Adjust your model specification to include these two separate variables as predictors, instead of the raw hunger scores.
Hints
hunger * dietcould be replaced by(hunger1 + hunger2) * diet, thereby allowing each aspect of hunger to interact with diet.- We can only put one of these variables in the random effects
(1 + hunger | participant). Recall that above we discussed how we cannot have(diet | participant), because “an effect of diet” makes no sense for a single participant (they are either on the diet or they are not, so there is no ‘effect’). Similarly, each participant has only one value for their average hungriness.
Question 5
Hopefully, you have fitted a model similar to the below:
hangrywb <- lmer(q_irritability ~ (avg_hunger + hunger_gc) * fivetwo +
(1 + hunger_gc | ppt), data = hangry,
control = lmerControl(optimizer="bobyqa"))Below, we have obtained p-values using the Kenward Rogers Approximation of \(df\) for the test of whether the fixed effects are zero, so we can see the significance of each estimate.
Provide an answer for each of these questions:
- For those following no diet, is there evidence to suggest that people who are on average more hungry are more irritable?
- Is there evidence to suggest that this is different for those following the five-two diet? In what way?
- Do people following no diet tend to be more irritable when they are more hungry than they usually are?
- Is there evidence to suggest that this is different for those following the five-two diet? In what way?
- (Trickier:) What does the
fivetwocoefficient represent?
| Model Summary | ||||||
| Parameter | Coefficient | SE | 95% CI | t | df | p |
|---|---|---|---|---|---|---|
| Fixed Effects | ||||||
| (Intercept) | 17.13 | 5.21 | (6.75, 27.51) | 3.29 | 77.00 | 0.002 |
| avg hunger | 3.86e-03 | 0.11 | (-0.21, 0.22) | 0.04 | 77.00 | 0.971 |
| hunger gc | 0.19 | 0.08 | (0.03, 0.34) | 2.45 | 70.40 | 0.017 |
| fivetwo (1) | -10.85 | 6.62 | (-24.03, 2.32) | -1.64 | 77.00 | 0.105 |
| avg hunger × fivetwo (1) | 0.47 | 0.14 | (0.20, 0.74) | 3.44 | 77.00 | < .001 |
| hunger gc × fivetwo (1) | 0.38 | 0.10 | (0.18, 0.58) | 3.75 | 73.64 | < .001 |
| Random Effects | ||||||
| SD (Intercept: ppt) | 6.93 | |||||
| SD (hunger_gc: ppt) | 0.38 | |||||
| Cor (Intercept~hunger_gc: ppt) | -0.01 | |||||
| SD (Residual) | 4.83 | |||||
Question 6
Construct two plots showing the two model estimated interactions. Think about your answers to the previous question, and check that they match with what you are seeing in the plots (do not underestimate the utility of this activity for helping understanding!).

**ASSIGNED TASK A**
In the exercise text, why can only one of the two hunger variables be included in the random effects for participants?
**ASSIGNED TASK B**
According to the exercise text, what method was used to obtain the p-values for the fixed effects?
**ASSIGNED TASK C**
Reproduce the exercise text from "Provide an answer" to "they usually are?".

**INFORMATION**
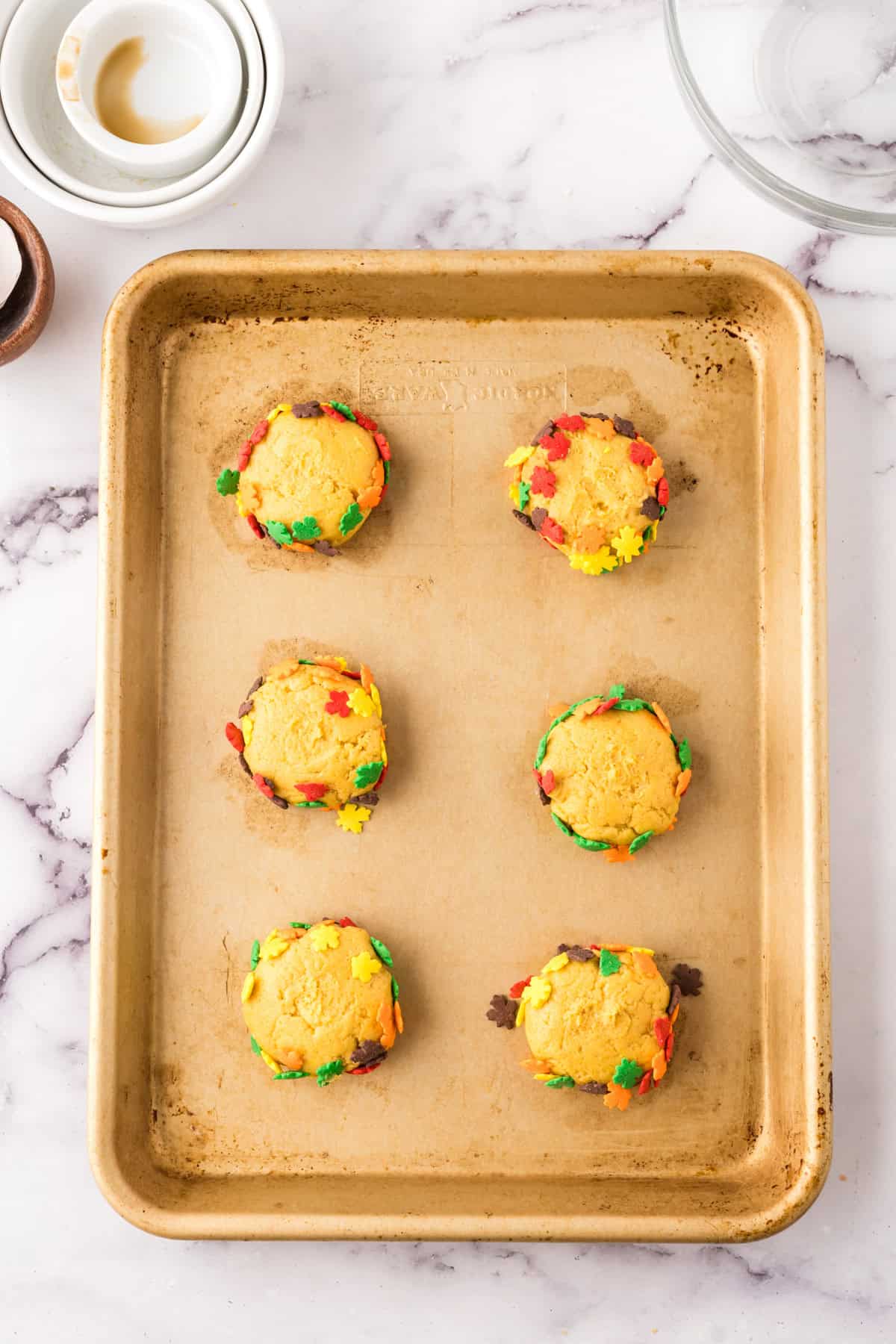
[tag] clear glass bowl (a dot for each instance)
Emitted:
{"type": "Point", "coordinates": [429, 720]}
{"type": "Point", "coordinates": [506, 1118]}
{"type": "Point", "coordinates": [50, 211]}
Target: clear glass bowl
{"type": "Point", "coordinates": [798, 97]}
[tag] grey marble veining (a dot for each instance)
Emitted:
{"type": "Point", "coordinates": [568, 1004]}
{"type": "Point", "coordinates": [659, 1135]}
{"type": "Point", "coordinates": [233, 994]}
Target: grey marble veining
{"type": "Point", "coordinates": [418, 125]}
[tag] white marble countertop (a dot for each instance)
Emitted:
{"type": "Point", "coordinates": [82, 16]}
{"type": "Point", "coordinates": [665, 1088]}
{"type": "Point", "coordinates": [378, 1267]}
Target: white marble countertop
{"type": "Point", "coordinates": [472, 124]}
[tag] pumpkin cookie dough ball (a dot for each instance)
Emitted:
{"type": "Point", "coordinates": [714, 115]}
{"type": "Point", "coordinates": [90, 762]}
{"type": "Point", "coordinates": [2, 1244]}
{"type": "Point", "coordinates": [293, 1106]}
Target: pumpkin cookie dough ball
{"type": "Point", "coordinates": [321, 1001]}
{"type": "Point", "coordinates": [613, 773]}
{"type": "Point", "coordinates": [593, 488]}
{"type": "Point", "coordinates": [600, 1018]}
{"type": "Point", "coordinates": [309, 475]}
{"type": "Point", "coordinates": [311, 734]}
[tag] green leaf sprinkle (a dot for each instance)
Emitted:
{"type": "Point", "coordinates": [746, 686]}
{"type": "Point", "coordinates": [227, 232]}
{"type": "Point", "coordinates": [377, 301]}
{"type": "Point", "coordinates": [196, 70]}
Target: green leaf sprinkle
{"type": "Point", "coordinates": [349, 519]}
{"type": "Point", "coordinates": [382, 951]}
{"type": "Point", "coordinates": [640, 841]}
{"type": "Point", "coordinates": [327, 1073]}
{"type": "Point", "coordinates": [588, 844]}
{"type": "Point", "coordinates": [279, 531]}
{"type": "Point", "coordinates": [227, 483]}
{"type": "Point", "coordinates": [628, 1073]}
{"type": "Point", "coordinates": [305, 529]}
{"type": "Point", "coordinates": [609, 962]}
{"type": "Point", "coordinates": [367, 774]}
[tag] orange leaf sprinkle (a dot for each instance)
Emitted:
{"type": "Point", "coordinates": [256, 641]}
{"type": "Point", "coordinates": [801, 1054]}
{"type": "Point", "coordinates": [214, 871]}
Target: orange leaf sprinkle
{"type": "Point", "coordinates": [386, 1019]}
{"type": "Point", "coordinates": [647, 965]}
{"type": "Point", "coordinates": [617, 1097]}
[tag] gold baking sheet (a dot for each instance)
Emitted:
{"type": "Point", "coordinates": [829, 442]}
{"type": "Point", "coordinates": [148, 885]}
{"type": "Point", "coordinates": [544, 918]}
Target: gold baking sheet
{"type": "Point", "coordinates": [473, 626]}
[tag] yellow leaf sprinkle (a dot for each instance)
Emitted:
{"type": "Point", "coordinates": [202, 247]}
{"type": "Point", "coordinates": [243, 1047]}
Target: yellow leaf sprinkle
{"type": "Point", "coordinates": [598, 562]}
{"type": "Point", "coordinates": [520, 455]}
{"type": "Point", "coordinates": [351, 818]}
{"type": "Point", "coordinates": [556, 962]}
{"type": "Point", "coordinates": [361, 703]}
{"type": "Point", "coordinates": [274, 945]}
{"type": "Point", "coordinates": [628, 544]}
{"type": "Point", "coordinates": [364, 967]}
{"type": "Point", "coordinates": [538, 992]}
{"type": "Point", "coordinates": [324, 937]}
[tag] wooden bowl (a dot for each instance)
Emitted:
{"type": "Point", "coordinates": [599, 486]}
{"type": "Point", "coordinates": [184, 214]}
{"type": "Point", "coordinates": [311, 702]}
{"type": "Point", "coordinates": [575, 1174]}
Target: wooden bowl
{"type": "Point", "coordinates": [26, 311]}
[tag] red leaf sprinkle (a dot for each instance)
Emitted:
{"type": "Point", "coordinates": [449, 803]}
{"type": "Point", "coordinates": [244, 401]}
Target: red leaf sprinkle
{"type": "Point", "coordinates": [551, 531]}
{"type": "Point", "coordinates": [641, 453]}
{"type": "Point", "coordinates": [543, 482]}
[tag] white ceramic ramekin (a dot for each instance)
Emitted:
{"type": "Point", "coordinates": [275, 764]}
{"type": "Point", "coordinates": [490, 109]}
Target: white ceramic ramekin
{"type": "Point", "coordinates": [186, 206]}
{"type": "Point", "coordinates": [43, 132]}
{"type": "Point", "coordinates": [193, 67]}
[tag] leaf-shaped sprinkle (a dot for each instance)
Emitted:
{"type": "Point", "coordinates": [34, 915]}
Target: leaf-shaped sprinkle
{"type": "Point", "coordinates": [227, 483]}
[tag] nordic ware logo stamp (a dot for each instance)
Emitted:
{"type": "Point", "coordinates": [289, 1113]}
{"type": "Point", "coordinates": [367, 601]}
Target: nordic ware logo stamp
{"type": "Point", "coordinates": [445, 386]}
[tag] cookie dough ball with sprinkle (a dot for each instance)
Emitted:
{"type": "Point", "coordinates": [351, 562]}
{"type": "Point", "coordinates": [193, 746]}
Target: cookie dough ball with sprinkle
{"type": "Point", "coordinates": [613, 773]}
{"type": "Point", "coordinates": [309, 475]}
{"type": "Point", "coordinates": [311, 734]}
{"type": "Point", "coordinates": [600, 1018]}
{"type": "Point", "coordinates": [593, 488]}
{"type": "Point", "coordinates": [320, 1001]}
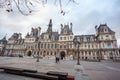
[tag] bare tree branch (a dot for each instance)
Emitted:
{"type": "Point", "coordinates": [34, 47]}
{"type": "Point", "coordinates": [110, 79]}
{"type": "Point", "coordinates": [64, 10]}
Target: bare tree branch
{"type": "Point", "coordinates": [26, 7]}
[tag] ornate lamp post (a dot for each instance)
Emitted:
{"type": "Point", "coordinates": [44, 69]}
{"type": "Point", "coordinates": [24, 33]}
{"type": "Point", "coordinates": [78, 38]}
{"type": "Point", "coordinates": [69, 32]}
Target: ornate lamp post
{"type": "Point", "coordinates": [76, 44]}
{"type": "Point", "coordinates": [38, 55]}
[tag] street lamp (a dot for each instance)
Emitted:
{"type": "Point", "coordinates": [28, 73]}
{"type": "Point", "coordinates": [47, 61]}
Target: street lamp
{"type": "Point", "coordinates": [76, 44]}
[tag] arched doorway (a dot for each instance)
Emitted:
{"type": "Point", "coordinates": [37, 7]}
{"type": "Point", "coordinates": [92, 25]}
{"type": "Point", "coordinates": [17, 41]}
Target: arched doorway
{"type": "Point", "coordinates": [29, 53]}
{"type": "Point", "coordinates": [62, 55]}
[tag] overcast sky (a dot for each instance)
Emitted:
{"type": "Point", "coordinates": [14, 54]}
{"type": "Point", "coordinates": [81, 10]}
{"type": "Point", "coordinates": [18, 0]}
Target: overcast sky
{"type": "Point", "coordinates": [84, 17]}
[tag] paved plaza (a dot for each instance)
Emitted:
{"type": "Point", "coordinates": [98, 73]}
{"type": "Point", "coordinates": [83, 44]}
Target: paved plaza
{"type": "Point", "coordinates": [105, 70]}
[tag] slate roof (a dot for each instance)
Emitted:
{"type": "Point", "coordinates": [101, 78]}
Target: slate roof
{"type": "Point", "coordinates": [69, 31]}
{"type": "Point", "coordinates": [102, 26]}
{"type": "Point", "coordinates": [15, 36]}
{"type": "Point", "coordinates": [3, 39]}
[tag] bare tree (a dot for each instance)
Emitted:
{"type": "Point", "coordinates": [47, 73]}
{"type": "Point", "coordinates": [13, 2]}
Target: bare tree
{"type": "Point", "coordinates": [26, 7]}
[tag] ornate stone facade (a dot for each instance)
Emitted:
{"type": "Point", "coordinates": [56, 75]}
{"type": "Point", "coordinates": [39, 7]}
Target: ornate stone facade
{"type": "Point", "coordinates": [102, 45]}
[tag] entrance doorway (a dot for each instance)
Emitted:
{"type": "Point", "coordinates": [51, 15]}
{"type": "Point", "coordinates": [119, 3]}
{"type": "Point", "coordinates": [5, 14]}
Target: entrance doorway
{"type": "Point", "coordinates": [62, 55]}
{"type": "Point", "coordinates": [29, 53]}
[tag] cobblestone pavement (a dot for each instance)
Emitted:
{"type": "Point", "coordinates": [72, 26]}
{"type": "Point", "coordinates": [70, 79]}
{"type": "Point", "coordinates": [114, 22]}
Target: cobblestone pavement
{"type": "Point", "coordinates": [95, 70]}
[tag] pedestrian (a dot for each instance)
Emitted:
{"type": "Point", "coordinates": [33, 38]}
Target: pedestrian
{"type": "Point", "coordinates": [57, 59]}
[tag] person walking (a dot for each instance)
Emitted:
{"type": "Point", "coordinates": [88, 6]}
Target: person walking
{"type": "Point", "coordinates": [57, 59]}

**FINAL ANSWER A**
Each participant has only one value for their average hungriness. This mirrors the case of diet: an "effect of diet" makes no sense for a single participant, because they are either on the diet or not, so the same reasoning excludes average hunger from the participant random effects.

**FINAL ANSWER B**
The Kenward Rogers Approximation of df.

**FINAL ANSWER C**
Provide an answer for each of these questions:
- For those following no diet, is there evidence to suggest that people who are on average more hungry are more irritable?
- Is there evidence to suggest that this is different for those following the five-two diet? In what way?
- Do people following no diet tend to be more irritable when they are more hungry than they usually are?